- What needs to be done
Every line of the entries below from the one containing "Indicate the serrated" to the one containing "Indicate the dirt", both ends included, must be written out exactly. No other line belongs in the answer.

Collection entries
+ + + + + + +
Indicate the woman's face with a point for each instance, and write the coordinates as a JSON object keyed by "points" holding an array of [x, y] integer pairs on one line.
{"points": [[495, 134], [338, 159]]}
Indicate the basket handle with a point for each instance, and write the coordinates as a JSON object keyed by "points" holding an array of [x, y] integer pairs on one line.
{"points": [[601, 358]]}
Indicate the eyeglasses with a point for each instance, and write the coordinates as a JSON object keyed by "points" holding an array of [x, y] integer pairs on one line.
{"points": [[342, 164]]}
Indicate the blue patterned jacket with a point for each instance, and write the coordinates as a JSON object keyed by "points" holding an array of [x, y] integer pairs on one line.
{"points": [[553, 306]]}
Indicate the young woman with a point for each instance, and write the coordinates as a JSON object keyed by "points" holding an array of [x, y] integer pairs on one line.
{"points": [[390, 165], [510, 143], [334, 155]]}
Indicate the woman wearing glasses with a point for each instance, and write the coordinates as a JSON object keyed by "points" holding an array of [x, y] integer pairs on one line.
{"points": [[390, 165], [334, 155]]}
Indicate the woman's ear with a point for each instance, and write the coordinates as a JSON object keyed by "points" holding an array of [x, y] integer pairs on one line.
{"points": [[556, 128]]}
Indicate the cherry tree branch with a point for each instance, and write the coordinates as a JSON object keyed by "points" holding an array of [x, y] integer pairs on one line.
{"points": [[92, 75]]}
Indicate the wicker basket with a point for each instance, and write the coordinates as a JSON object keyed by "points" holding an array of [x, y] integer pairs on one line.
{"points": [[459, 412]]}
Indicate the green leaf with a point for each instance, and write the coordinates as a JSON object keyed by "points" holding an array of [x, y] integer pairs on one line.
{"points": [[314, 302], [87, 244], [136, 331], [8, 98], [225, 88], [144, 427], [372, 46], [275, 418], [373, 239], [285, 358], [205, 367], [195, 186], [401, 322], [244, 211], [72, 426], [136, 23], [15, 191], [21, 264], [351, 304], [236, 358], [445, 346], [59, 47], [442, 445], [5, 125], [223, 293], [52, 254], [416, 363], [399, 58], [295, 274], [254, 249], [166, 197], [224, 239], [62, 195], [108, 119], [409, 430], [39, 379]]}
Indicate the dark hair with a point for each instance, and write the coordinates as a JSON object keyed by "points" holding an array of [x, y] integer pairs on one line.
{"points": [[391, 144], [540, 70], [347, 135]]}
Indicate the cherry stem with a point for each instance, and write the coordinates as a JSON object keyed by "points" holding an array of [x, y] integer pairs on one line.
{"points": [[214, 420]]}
+ + + + + + +
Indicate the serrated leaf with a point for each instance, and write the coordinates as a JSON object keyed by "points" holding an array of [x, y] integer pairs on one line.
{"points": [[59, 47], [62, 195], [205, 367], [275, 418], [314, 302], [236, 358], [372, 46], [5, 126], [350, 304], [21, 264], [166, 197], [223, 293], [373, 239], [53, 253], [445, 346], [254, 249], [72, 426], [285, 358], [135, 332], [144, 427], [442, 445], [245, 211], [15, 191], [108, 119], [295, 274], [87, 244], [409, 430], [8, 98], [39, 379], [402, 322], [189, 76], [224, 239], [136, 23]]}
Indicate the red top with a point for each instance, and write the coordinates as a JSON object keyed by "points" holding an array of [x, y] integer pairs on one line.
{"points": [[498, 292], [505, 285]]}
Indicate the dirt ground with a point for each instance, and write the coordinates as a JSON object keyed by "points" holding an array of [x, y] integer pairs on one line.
+ + + + + + +
- Exercise output
Indicate the serrated leaf with a point for each instance, and write the coordinates as a JSON object keyed by "points" holding an array of [x, y] integer pairs on one line.
{"points": [[59, 47], [62, 195], [205, 367], [275, 418], [314, 302], [236, 358], [372, 46], [5, 126], [350, 304], [21, 264], [166, 197], [223, 293], [373, 239], [53, 253], [445, 346], [254, 249], [72, 426], [285, 358], [135, 332], [144, 427], [442, 445], [245, 211], [15, 191], [108, 119], [295, 274], [87, 244], [409, 430], [8, 98], [39, 379], [402, 322], [189, 76], [224, 239], [136, 23]]}
Indicate the red top with a point for each instance, and write the coordinates as a JSON object keyed by "points" holding an array of [x, y] integer pairs on one line.
{"points": [[498, 292], [505, 285]]}
Indicate the dirt ground with a point for each instance, and write the coordinates as a JSON object keyed by "points" holding an array of [x, y] integer pairs on one line.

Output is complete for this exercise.